##### Records supplied

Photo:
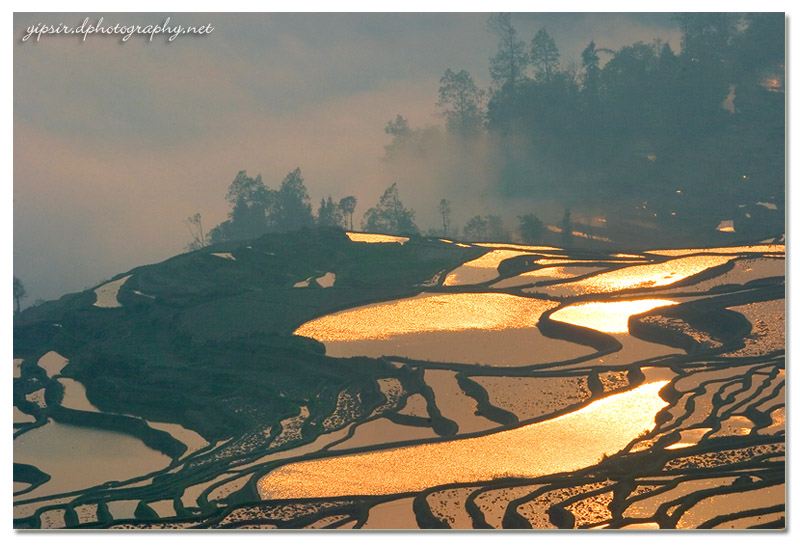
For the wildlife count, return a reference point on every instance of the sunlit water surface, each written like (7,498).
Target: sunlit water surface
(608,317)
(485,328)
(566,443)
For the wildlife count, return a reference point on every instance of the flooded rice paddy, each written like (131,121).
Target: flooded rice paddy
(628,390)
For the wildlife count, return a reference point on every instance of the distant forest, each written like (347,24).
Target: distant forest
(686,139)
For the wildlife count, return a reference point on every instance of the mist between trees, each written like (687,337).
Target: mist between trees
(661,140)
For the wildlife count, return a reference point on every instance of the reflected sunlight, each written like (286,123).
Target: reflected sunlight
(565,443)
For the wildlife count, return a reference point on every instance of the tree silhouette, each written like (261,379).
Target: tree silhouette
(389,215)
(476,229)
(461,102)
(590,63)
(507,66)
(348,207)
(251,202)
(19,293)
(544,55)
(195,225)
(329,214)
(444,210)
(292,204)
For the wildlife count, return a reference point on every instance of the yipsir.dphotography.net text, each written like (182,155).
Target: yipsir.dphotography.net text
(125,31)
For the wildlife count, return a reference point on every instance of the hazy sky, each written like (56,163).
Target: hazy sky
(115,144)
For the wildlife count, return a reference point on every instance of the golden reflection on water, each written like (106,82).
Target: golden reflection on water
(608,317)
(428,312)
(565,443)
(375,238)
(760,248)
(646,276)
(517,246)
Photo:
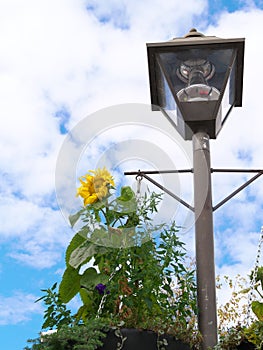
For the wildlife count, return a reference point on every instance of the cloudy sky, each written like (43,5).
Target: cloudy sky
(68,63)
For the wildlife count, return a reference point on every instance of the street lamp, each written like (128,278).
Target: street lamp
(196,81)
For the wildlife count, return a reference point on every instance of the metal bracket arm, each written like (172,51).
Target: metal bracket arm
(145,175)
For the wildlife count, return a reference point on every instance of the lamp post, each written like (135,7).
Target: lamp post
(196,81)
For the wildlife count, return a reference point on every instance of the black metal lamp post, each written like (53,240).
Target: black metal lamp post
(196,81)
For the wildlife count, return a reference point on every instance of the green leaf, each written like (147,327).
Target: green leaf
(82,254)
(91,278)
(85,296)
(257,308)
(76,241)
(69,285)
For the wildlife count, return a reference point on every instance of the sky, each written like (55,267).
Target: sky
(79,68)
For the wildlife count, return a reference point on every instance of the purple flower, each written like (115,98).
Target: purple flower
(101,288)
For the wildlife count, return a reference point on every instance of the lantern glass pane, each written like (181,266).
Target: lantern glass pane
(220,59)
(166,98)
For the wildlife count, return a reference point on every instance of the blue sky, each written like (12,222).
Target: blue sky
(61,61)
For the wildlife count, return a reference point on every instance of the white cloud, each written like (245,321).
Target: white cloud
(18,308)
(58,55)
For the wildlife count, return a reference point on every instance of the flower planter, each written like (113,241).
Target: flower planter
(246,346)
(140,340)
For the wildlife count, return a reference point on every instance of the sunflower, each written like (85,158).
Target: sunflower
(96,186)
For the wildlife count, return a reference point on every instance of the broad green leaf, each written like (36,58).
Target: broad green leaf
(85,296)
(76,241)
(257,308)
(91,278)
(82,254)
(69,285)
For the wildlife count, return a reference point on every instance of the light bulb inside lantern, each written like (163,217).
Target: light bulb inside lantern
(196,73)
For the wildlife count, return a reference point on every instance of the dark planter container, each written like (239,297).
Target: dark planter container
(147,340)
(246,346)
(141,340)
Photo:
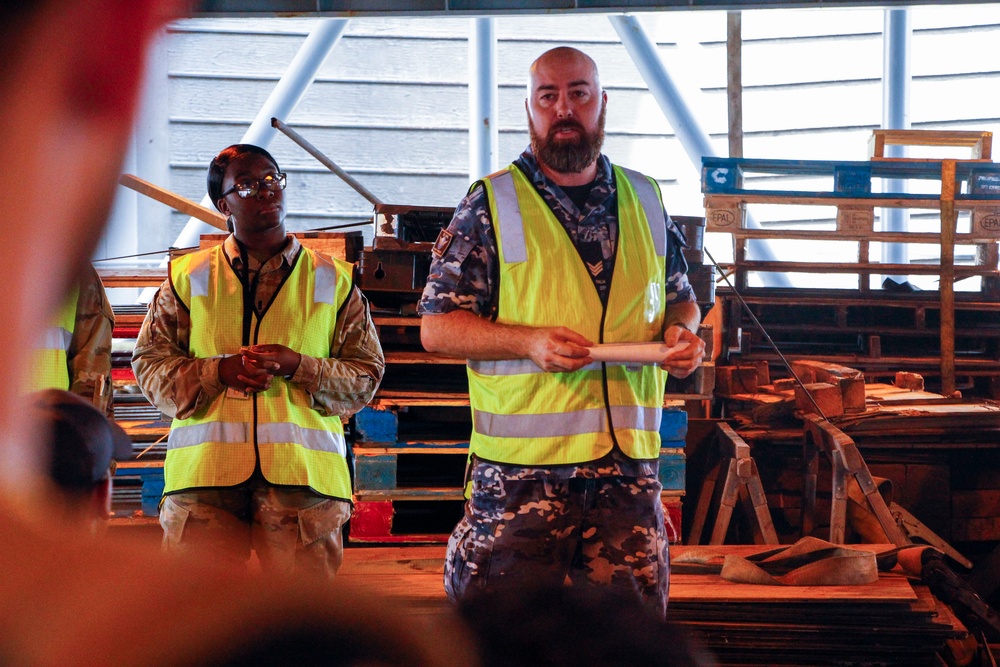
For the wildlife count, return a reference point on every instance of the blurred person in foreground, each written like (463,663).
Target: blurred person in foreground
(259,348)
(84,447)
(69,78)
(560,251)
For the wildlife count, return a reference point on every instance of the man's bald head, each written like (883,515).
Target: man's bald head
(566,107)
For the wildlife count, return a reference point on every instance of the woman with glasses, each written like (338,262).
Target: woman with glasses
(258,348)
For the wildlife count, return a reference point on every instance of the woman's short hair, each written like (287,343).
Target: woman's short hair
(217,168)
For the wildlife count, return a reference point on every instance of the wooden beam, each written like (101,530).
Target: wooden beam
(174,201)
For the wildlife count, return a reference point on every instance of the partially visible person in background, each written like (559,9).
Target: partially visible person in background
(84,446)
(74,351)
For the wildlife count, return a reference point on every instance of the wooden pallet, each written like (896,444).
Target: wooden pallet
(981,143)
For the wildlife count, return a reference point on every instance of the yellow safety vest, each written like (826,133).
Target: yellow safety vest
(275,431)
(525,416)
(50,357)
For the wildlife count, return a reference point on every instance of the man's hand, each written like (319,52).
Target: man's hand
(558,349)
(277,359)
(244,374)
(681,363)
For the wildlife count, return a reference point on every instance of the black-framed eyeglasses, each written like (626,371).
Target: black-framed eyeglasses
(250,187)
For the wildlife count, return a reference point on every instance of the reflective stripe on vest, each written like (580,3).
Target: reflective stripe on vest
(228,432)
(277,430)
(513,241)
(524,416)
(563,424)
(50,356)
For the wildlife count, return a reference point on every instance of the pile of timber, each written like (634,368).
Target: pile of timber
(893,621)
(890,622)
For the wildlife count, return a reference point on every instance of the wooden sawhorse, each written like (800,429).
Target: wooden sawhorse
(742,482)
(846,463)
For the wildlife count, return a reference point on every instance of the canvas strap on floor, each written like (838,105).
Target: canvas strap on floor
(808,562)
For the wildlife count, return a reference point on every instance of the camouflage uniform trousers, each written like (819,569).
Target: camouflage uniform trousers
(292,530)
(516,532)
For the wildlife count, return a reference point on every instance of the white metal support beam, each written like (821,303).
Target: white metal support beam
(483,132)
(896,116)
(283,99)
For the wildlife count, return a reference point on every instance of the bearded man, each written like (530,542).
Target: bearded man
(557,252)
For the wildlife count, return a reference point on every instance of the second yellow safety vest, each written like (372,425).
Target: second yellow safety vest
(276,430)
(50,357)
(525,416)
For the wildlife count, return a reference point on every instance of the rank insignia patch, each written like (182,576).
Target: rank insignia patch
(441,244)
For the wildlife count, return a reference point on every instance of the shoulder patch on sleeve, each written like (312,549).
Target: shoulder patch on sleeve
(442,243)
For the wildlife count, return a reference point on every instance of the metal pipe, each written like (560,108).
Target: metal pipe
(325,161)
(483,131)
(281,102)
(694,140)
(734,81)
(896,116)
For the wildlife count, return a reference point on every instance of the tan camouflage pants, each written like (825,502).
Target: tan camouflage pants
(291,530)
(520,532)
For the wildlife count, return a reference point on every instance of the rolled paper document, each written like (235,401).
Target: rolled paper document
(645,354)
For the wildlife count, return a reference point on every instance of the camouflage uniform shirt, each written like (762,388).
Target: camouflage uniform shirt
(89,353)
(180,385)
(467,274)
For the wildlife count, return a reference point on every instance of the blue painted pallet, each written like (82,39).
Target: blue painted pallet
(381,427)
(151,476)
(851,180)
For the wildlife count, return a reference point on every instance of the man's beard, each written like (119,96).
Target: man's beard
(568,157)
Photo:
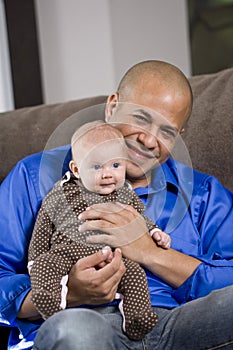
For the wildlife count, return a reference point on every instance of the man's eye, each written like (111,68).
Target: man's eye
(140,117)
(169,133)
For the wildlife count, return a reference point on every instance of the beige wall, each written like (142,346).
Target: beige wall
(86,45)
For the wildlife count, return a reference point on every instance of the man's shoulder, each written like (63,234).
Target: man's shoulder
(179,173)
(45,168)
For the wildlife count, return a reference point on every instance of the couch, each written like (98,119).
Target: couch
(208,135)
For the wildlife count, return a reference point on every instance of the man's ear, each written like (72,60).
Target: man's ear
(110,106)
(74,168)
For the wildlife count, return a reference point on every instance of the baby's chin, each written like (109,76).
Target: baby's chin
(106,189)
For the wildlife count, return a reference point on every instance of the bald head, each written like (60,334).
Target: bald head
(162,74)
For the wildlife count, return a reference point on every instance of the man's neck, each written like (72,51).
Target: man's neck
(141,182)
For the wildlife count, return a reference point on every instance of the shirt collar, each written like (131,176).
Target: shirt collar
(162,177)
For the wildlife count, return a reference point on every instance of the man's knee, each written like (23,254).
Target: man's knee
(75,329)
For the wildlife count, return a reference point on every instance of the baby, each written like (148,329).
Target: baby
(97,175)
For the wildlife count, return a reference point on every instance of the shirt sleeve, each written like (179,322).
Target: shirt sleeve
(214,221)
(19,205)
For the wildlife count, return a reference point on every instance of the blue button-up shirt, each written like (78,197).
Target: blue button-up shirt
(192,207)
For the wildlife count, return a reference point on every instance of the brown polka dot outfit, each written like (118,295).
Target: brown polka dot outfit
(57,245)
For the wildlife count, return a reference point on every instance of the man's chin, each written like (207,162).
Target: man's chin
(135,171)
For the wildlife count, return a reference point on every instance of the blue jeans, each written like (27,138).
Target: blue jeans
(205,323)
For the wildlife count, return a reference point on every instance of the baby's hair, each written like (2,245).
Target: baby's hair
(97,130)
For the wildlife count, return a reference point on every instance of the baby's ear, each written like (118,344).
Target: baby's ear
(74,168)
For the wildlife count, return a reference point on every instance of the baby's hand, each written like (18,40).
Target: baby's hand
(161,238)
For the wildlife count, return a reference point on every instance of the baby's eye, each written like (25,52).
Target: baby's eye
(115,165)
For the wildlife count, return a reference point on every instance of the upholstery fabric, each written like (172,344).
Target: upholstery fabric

##########

**Stated goal:** Begin with the line containing "written like (118,344)." and repeat each line exactly until the records above end.

**Task response:**
For the wildlife count, return a reference point on every instance of the baby's ear, each written like (118,344).
Target: baby's ear
(74,168)
For the wildlife count, return a reference point on every instance of the baby's hand, each written like (18,40).
Target: baby's hand
(161,238)
For the wildlife count, return a reference point on every instance of the baby's eye, each written like (25,52).
Target: baby's eye
(115,165)
For the wildlife count, return a reference point on every instance of the upholstery fabric, each written like (172,344).
Target: upholstery fabric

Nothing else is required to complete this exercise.